# EXTRACTED INFORMATION:
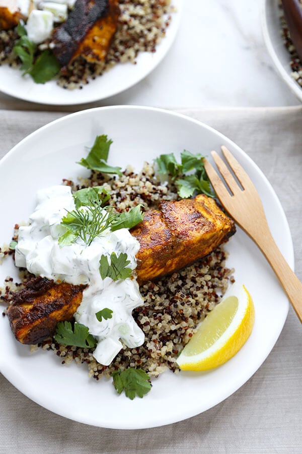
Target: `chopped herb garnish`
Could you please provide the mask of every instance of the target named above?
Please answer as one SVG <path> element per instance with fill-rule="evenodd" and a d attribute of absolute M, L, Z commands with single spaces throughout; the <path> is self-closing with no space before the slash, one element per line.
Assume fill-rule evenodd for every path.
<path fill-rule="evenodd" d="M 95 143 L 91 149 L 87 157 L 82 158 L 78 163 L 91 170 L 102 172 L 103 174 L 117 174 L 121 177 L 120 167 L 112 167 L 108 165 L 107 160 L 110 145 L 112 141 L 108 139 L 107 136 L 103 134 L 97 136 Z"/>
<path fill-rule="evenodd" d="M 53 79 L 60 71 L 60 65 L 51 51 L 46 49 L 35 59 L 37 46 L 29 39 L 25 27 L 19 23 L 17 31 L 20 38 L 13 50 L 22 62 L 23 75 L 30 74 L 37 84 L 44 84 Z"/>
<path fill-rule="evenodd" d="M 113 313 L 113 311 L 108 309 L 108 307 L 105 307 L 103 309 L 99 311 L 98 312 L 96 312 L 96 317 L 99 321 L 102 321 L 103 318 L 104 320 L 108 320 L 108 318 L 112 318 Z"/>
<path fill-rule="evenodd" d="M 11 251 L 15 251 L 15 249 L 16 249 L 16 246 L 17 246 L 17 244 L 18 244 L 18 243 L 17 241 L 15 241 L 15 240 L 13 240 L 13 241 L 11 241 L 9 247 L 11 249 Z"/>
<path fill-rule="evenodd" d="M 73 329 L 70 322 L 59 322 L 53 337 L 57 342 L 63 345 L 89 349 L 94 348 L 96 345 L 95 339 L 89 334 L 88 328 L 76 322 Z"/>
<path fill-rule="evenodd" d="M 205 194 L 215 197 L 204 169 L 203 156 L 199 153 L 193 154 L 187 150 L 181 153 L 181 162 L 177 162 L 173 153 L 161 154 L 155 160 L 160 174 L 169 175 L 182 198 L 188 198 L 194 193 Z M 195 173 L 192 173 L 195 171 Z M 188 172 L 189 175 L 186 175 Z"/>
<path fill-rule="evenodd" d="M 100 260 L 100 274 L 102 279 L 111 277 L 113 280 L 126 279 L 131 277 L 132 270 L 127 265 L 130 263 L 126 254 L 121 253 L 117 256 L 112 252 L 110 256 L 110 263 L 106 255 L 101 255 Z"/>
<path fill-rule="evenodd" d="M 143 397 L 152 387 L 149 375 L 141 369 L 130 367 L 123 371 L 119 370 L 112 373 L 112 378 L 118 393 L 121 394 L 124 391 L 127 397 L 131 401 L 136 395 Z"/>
==
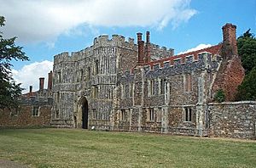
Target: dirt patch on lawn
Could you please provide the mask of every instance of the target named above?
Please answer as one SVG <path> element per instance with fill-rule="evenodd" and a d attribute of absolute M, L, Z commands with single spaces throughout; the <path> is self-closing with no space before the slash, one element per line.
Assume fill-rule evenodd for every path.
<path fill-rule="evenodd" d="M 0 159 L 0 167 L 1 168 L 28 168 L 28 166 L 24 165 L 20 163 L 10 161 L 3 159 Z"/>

# SHORT TASK:
Reproduce word for word every line from the one containing "Target: dirt patch on lawn" down to the one containing "159 L 0 167", including both of those lines.

# SOLUTION FOR THIS PROBLEM:
Target: dirt patch on lawn
Could you please provide the mask of every instance of the target named above?
Please answer as one SVG <path> element per instance with fill-rule="evenodd" and a d attribute of absolute M, L, Z commands with single spaces throughout; the <path> is self-closing with no space before the slash, one element per line.
Assume fill-rule evenodd for every path.
<path fill-rule="evenodd" d="M 0 159 L 0 167 L 1 168 L 28 168 L 28 166 L 24 165 L 20 163 L 10 161 L 3 159 Z"/>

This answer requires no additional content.